[Entries taken from a collection]
[START]

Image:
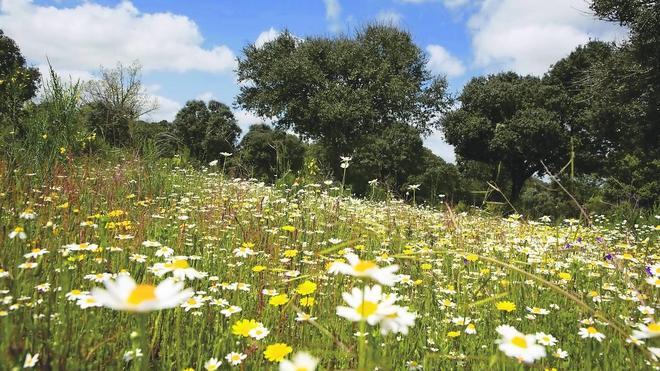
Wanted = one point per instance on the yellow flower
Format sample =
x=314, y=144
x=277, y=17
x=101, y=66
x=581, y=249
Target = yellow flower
x=307, y=302
x=505, y=306
x=565, y=276
x=290, y=253
x=278, y=300
x=243, y=327
x=276, y=352
x=306, y=288
x=471, y=257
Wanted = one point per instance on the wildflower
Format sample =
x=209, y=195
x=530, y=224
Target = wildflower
x=307, y=301
x=28, y=214
x=591, y=332
x=132, y=354
x=18, y=232
x=231, y=310
x=560, y=353
x=259, y=332
x=31, y=360
x=125, y=294
x=180, y=269
x=88, y=301
x=235, y=358
x=366, y=305
x=505, y=306
x=565, y=276
x=35, y=253
x=647, y=331
x=537, y=310
x=366, y=268
x=278, y=300
x=518, y=345
x=398, y=321
x=212, y=364
x=301, y=361
x=243, y=327
x=545, y=339
x=306, y=288
x=303, y=317
x=193, y=303
x=276, y=352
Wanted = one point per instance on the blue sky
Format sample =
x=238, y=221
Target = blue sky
x=188, y=48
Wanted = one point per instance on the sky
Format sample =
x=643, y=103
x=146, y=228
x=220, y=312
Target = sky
x=188, y=49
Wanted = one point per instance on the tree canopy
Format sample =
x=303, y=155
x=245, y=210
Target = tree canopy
x=18, y=81
x=207, y=129
x=509, y=119
x=339, y=90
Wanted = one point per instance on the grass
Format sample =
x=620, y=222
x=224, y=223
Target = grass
x=455, y=266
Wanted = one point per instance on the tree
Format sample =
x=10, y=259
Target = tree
x=584, y=119
x=390, y=156
x=207, y=130
x=18, y=82
x=116, y=100
x=338, y=91
x=268, y=152
x=512, y=120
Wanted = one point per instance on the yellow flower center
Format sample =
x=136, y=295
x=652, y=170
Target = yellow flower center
x=141, y=293
x=178, y=264
x=519, y=341
x=654, y=327
x=364, y=265
x=367, y=308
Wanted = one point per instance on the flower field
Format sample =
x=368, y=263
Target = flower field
x=151, y=266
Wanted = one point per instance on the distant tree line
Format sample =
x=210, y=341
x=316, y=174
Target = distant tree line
x=590, y=122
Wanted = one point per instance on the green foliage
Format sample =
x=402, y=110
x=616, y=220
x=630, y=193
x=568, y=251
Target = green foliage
x=115, y=101
x=18, y=84
x=207, y=130
x=509, y=119
x=51, y=129
x=340, y=90
x=269, y=153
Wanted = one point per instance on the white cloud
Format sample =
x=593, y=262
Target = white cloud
x=436, y=143
x=528, y=36
x=89, y=35
x=167, y=109
x=266, y=36
x=389, y=17
x=206, y=96
x=246, y=119
x=442, y=62
x=332, y=14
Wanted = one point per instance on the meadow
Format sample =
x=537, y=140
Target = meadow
x=302, y=276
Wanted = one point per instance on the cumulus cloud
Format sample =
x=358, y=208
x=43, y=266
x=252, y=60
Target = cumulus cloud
x=89, y=35
x=266, y=36
x=436, y=143
x=390, y=17
x=528, y=36
x=332, y=14
x=442, y=62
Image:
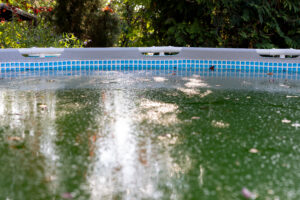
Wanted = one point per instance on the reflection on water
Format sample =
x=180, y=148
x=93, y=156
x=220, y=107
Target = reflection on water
x=148, y=138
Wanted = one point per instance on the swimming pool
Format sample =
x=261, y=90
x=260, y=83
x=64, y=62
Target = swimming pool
x=175, y=129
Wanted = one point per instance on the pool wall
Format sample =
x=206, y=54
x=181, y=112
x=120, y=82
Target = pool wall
x=118, y=59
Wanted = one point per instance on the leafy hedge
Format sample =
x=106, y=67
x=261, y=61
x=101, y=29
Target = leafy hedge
x=224, y=23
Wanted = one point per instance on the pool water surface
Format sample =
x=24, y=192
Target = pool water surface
x=149, y=137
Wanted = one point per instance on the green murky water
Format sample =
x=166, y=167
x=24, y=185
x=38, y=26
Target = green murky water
x=149, y=138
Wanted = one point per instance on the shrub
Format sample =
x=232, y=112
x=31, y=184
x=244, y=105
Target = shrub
x=87, y=20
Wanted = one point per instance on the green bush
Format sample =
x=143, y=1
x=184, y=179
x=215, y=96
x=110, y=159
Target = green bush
x=87, y=20
x=24, y=35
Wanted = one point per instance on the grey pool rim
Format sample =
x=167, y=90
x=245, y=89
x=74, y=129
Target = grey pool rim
x=151, y=58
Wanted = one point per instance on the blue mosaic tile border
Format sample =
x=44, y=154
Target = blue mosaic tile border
x=131, y=65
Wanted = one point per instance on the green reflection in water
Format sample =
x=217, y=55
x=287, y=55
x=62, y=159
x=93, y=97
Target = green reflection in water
x=148, y=143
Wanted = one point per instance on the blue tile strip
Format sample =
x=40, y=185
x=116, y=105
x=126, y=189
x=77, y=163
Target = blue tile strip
x=132, y=65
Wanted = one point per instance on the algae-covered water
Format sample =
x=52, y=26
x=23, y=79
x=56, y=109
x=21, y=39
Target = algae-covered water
x=139, y=137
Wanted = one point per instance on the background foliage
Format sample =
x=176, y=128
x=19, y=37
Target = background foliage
x=22, y=34
x=127, y=23
x=88, y=20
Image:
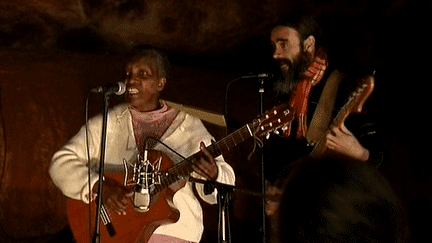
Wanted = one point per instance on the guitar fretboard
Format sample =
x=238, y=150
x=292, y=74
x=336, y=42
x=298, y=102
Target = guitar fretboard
x=184, y=168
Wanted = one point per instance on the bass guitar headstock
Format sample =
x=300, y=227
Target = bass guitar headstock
x=276, y=120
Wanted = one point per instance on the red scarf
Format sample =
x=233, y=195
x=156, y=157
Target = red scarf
x=300, y=94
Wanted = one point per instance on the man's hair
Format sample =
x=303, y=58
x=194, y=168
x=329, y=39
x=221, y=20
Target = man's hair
x=305, y=24
x=339, y=200
x=164, y=66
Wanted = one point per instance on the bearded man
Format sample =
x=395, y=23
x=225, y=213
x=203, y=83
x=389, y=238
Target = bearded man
x=309, y=81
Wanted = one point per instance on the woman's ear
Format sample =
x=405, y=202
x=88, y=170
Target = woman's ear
x=161, y=85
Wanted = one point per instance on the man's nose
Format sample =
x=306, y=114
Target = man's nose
x=131, y=79
x=276, y=54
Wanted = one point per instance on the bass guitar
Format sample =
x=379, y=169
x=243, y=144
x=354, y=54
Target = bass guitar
x=159, y=179
x=353, y=105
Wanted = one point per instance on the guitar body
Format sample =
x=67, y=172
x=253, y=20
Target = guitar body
x=138, y=227
x=134, y=226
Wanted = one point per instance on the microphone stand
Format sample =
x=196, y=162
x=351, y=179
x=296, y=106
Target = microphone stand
x=263, y=201
x=224, y=196
x=96, y=236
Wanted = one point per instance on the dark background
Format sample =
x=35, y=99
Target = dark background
x=53, y=52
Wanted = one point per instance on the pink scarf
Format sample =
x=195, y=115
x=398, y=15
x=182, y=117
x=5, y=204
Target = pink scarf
x=150, y=126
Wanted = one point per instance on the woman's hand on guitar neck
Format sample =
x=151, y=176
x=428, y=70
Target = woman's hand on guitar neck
x=115, y=196
x=341, y=140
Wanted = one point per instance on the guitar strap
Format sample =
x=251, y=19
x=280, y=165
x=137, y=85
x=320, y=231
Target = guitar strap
x=322, y=115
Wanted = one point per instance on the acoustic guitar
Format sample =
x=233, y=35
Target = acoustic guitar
x=138, y=225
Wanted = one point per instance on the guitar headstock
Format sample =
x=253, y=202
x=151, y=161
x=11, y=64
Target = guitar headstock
x=362, y=93
x=278, y=118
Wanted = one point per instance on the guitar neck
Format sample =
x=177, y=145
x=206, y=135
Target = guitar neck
x=184, y=168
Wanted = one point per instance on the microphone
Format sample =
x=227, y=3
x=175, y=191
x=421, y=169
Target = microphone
x=260, y=75
x=118, y=88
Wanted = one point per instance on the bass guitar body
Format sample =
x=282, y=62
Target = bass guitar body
x=132, y=227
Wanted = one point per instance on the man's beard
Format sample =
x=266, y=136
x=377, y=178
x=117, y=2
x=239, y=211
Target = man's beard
x=285, y=84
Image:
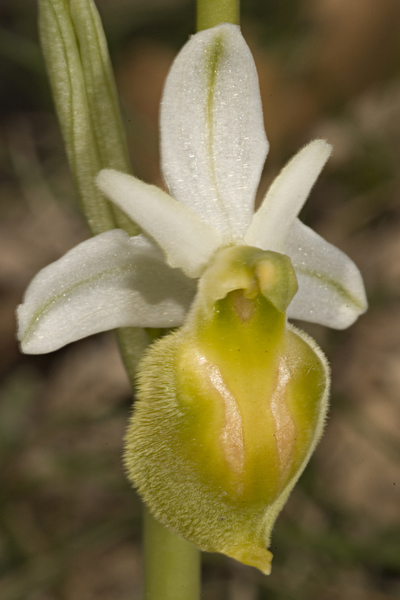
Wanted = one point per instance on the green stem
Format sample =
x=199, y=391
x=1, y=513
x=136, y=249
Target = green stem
x=214, y=12
x=172, y=566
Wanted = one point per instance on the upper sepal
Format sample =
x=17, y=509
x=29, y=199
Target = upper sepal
x=213, y=144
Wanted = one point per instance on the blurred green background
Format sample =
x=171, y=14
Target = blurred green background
x=69, y=522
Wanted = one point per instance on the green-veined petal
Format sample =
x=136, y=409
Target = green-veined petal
x=188, y=242
x=331, y=290
x=271, y=223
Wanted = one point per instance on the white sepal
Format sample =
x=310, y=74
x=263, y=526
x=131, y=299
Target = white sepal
x=108, y=281
x=286, y=196
x=331, y=290
x=213, y=144
x=187, y=241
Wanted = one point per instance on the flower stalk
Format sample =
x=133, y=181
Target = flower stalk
x=213, y=12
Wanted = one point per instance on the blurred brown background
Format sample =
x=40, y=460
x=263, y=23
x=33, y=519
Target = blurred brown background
x=69, y=523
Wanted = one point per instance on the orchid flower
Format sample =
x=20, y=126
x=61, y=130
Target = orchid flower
x=213, y=149
x=201, y=245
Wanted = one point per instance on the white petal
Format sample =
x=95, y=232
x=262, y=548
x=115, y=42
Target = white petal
x=331, y=290
x=106, y=282
x=286, y=196
x=188, y=242
x=213, y=144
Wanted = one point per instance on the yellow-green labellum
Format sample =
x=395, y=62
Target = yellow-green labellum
x=229, y=410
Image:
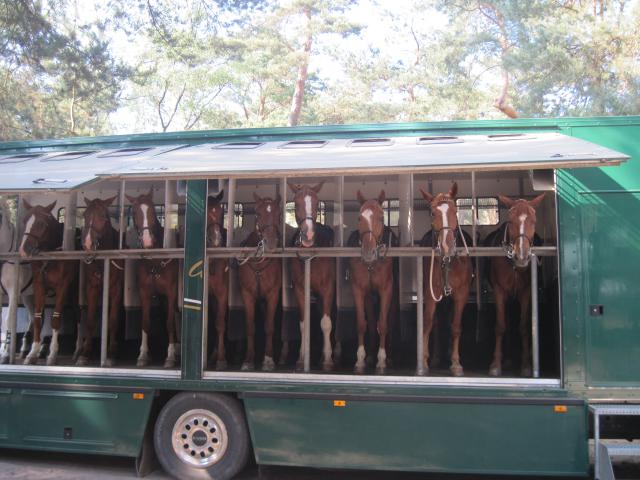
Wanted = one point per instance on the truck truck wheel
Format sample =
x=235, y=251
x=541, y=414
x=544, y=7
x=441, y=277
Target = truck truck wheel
x=202, y=435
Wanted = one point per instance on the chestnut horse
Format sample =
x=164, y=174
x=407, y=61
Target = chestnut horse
x=453, y=275
x=218, y=272
x=42, y=233
x=155, y=276
x=261, y=277
x=99, y=234
x=510, y=276
x=371, y=273
x=323, y=270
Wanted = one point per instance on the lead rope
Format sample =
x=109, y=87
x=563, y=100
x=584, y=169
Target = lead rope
x=433, y=253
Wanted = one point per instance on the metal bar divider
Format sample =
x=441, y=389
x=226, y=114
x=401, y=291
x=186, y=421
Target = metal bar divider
x=105, y=312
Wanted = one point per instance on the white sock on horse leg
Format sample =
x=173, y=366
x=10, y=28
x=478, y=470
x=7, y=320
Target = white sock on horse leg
x=325, y=325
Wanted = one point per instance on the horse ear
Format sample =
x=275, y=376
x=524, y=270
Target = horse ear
x=294, y=187
x=506, y=201
x=536, y=201
x=427, y=196
x=318, y=187
x=453, y=191
x=49, y=207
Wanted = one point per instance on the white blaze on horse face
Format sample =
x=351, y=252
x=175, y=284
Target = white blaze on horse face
x=444, y=208
x=147, y=241
x=522, y=219
x=87, y=240
x=27, y=231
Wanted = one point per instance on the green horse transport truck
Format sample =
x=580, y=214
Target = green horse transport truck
x=156, y=376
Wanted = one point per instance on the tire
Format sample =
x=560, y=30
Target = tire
x=214, y=432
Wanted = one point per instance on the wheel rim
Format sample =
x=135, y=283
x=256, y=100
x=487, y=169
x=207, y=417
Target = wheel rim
x=200, y=438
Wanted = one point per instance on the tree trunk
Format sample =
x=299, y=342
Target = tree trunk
x=303, y=72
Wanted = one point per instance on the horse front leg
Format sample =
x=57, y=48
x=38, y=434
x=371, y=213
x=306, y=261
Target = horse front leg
x=427, y=324
x=459, y=302
x=145, y=304
x=249, y=301
x=28, y=302
x=385, y=304
x=82, y=358
x=221, y=313
x=39, y=298
x=298, y=290
x=268, y=365
x=525, y=331
x=115, y=302
x=358, y=297
x=172, y=306
x=495, y=369
x=325, y=325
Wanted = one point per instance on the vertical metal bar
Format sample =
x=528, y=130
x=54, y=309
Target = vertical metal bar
x=121, y=224
x=596, y=441
x=419, y=314
x=105, y=312
x=166, y=240
x=534, y=316
x=13, y=312
x=307, y=315
x=231, y=211
x=205, y=305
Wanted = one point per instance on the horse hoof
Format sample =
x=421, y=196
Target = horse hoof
x=268, y=365
x=142, y=362
x=30, y=360
x=221, y=365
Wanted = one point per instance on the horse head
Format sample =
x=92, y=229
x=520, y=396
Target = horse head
x=371, y=227
x=97, y=223
x=39, y=229
x=215, y=220
x=268, y=219
x=444, y=219
x=521, y=227
x=306, y=205
x=145, y=219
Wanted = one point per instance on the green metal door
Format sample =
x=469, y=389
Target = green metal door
x=611, y=275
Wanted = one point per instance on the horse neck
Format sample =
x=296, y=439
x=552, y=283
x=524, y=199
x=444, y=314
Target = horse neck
x=7, y=232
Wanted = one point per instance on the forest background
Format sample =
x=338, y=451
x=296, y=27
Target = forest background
x=83, y=67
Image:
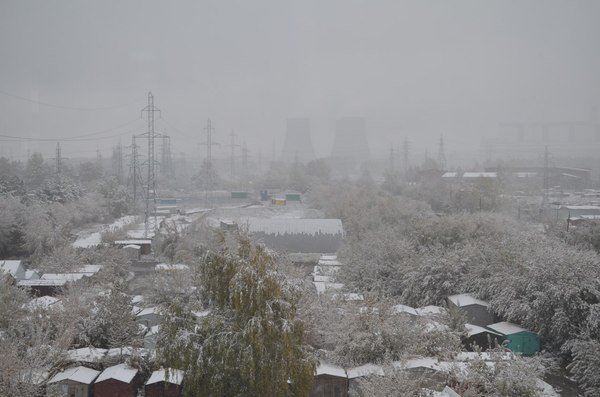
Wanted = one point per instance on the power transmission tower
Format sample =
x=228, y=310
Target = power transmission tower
x=442, y=155
x=118, y=162
x=233, y=146
x=209, y=170
x=165, y=163
x=151, y=181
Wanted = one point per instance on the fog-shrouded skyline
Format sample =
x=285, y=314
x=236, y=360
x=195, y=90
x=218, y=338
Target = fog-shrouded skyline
x=411, y=69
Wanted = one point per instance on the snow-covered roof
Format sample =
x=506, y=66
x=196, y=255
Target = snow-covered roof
x=581, y=207
x=365, y=370
x=450, y=175
x=120, y=372
x=148, y=310
x=281, y=226
x=506, y=328
x=328, y=257
x=31, y=275
x=420, y=362
x=473, y=329
x=89, y=269
x=12, y=267
x=175, y=266
x=323, y=286
x=426, y=310
x=404, y=309
x=329, y=262
x=62, y=276
x=77, y=374
x=86, y=354
x=175, y=376
x=133, y=242
x=461, y=300
x=479, y=175
x=42, y=283
x=44, y=302
x=330, y=369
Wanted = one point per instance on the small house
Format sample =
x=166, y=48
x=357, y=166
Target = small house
x=133, y=251
x=330, y=381
x=15, y=269
x=165, y=383
x=485, y=338
x=117, y=381
x=477, y=311
x=72, y=382
x=519, y=339
x=149, y=316
x=144, y=244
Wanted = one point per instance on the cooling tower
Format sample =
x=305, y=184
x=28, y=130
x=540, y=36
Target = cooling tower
x=297, y=145
x=350, y=139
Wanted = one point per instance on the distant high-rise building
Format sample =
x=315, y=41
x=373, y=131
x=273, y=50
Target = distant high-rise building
x=351, y=139
x=298, y=145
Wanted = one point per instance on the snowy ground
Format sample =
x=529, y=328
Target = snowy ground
x=92, y=237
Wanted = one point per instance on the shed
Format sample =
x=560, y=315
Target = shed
x=483, y=337
x=165, y=383
x=519, y=339
x=293, y=235
x=73, y=382
x=330, y=381
x=149, y=316
x=239, y=195
x=293, y=196
x=117, y=381
x=144, y=244
x=14, y=268
x=476, y=310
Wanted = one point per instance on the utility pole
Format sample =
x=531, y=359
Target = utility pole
x=244, y=164
x=233, y=145
x=546, y=180
x=118, y=162
x=151, y=181
x=442, y=154
x=58, y=160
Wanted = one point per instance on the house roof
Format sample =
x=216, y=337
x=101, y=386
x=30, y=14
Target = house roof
x=44, y=302
x=473, y=329
x=168, y=266
x=461, y=300
x=134, y=242
x=121, y=372
x=330, y=369
x=281, y=226
x=425, y=310
x=365, y=370
x=404, y=309
x=76, y=374
x=506, y=328
x=86, y=354
x=175, y=376
x=11, y=267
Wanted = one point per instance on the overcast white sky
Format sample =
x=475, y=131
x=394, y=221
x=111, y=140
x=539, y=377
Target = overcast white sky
x=412, y=68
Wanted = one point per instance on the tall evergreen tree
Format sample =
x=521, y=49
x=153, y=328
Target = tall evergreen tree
x=252, y=343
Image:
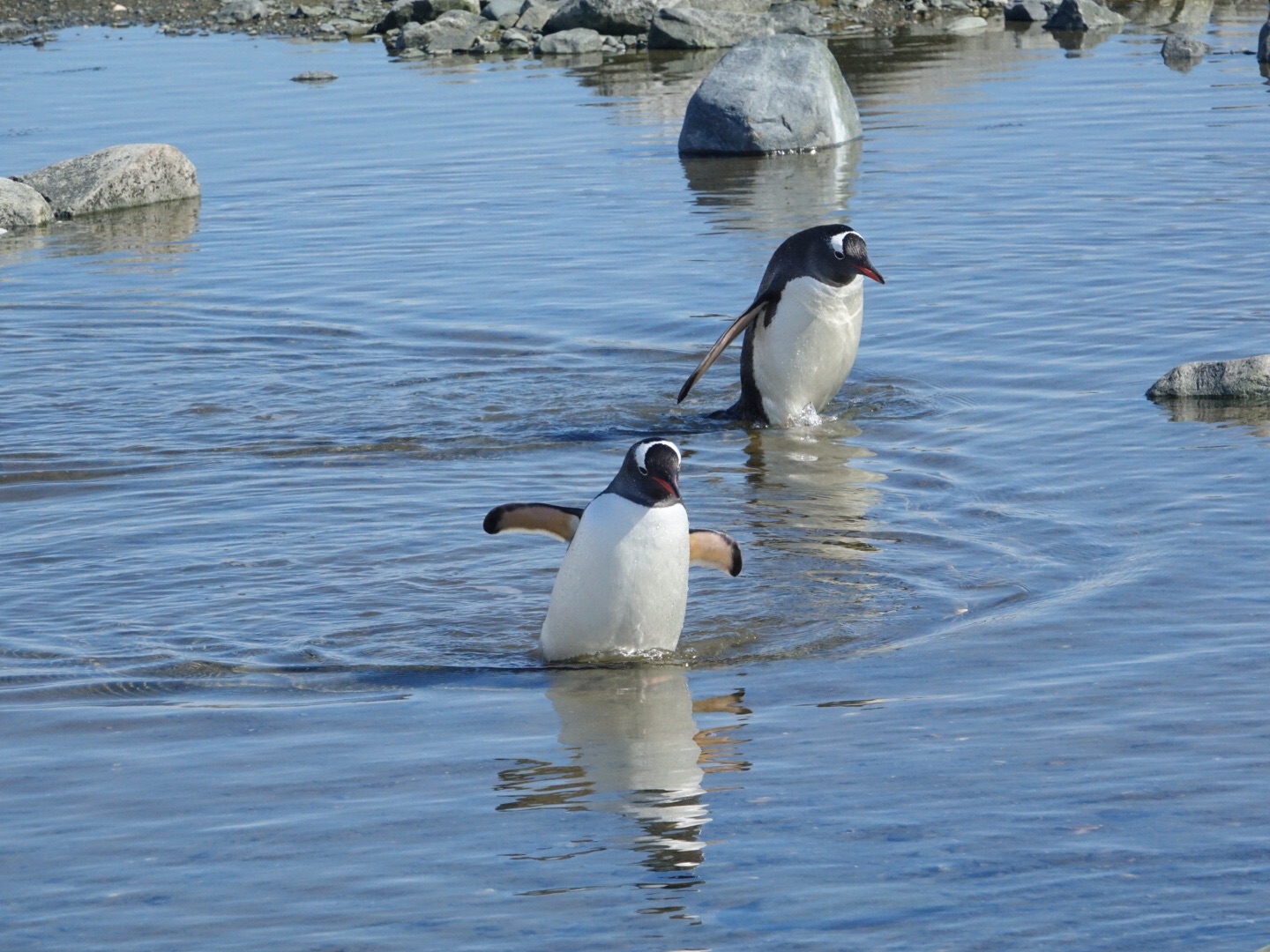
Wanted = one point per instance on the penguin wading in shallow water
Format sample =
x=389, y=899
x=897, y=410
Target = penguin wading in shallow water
x=623, y=585
x=802, y=331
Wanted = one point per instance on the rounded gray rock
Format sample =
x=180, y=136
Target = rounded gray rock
x=22, y=206
x=572, y=41
x=771, y=94
x=611, y=17
x=120, y=176
x=1246, y=377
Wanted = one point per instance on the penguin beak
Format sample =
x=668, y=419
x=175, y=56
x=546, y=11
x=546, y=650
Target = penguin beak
x=869, y=271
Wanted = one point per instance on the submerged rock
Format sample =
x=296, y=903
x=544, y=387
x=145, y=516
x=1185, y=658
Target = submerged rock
x=611, y=17
x=689, y=28
x=120, y=176
x=1081, y=16
x=572, y=41
x=770, y=94
x=22, y=206
x=1246, y=378
x=1184, y=49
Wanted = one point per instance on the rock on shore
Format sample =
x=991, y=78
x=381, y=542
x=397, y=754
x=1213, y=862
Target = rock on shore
x=120, y=176
x=22, y=206
x=1246, y=377
x=1081, y=16
x=771, y=94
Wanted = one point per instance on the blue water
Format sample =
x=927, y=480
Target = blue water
x=993, y=674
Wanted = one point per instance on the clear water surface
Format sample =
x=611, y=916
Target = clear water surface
x=993, y=675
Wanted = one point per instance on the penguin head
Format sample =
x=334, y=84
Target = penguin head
x=649, y=473
x=843, y=256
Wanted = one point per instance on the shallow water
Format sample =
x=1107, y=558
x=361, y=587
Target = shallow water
x=992, y=678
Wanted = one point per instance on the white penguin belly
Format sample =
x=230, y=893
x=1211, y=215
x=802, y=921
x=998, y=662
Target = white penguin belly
x=624, y=582
x=802, y=358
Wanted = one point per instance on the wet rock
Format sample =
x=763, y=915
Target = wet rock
x=1244, y=378
x=120, y=176
x=572, y=41
x=1081, y=16
x=689, y=28
x=20, y=206
x=1030, y=11
x=1184, y=49
x=798, y=18
x=770, y=94
x=611, y=17
x=242, y=11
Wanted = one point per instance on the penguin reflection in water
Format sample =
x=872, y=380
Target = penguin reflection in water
x=623, y=587
x=802, y=331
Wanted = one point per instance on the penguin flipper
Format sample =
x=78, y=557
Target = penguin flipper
x=557, y=521
x=714, y=550
x=752, y=312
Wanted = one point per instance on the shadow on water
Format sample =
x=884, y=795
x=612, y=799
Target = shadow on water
x=773, y=193
x=634, y=750
x=1251, y=415
x=153, y=234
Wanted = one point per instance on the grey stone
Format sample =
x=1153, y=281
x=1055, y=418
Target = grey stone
x=770, y=94
x=1179, y=48
x=242, y=11
x=689, y=28
x=534, y=17
x=611, y=17
x=1246, y=377
x=20, y=206
x=1082, y=14
x=572, y=41
x=1029, y=11
x=798, y=18
x=120, y=176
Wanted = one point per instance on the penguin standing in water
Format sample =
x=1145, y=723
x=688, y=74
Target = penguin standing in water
x=623, y=587
x=802, y=331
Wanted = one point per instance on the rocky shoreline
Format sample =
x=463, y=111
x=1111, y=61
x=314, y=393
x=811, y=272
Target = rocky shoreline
x=496, y=26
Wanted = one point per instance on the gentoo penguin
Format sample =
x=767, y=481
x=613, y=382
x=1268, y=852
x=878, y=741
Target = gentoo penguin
x=624, y=583
x=802, y=331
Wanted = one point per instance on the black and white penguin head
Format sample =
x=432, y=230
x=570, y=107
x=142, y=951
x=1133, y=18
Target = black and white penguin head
x=649, y=473
x=833, y=254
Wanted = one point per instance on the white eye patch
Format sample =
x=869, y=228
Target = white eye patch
x=641, y=452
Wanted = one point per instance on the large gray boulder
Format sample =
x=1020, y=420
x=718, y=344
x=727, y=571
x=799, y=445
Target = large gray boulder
x=1081, y=16
x=771, y=94
x=1246, y=377
x=22, y=206
x=572, y=41
x=612, y=17
x=689, y=28
x=120, y=176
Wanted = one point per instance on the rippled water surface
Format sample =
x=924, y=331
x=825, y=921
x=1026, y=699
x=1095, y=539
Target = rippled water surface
x=993, y=675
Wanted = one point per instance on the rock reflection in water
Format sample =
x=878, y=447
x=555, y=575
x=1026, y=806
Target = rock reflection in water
x=1254, y=415
x=152, y=234
x=779, y=195
x=634, y=750
x=807, y=493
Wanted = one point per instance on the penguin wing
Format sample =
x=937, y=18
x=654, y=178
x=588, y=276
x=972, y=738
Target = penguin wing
x=714, y=550
x=557, y=521
x=750, y=316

[END]

● **THE EXERCISE**:
Extract every line from the one containing "Wanted = one point per instance on the rippled" through the last line of the data, inclusive, exactly as written.

● **THE COMPLETED TASK**:
Wanted = one point per instance on the rippled water surface
Format sample =
x=924, y=331
x=825, y=921
x=1026, y=699
x=1095, y=539
Target = rippled water surface
x=993, y=675
Wanted = one point per instance on the rock reflection in water
Format sample =
x=878, y=447
x=555, y=575
x=1026, y=806
Target = rock reflection in water
x=1254, y=415
x=152, y=234
x=779, y=195
x=634, y=750
x=807, y=493
Wanted = one point per instance on the penguin wing
Format sample =
x=937, y=18
x=654, y=178
x=588, y=276
x=972, y=738
Target = penguin wing
x=714, y=550
x=557, y=521
x=750, y=316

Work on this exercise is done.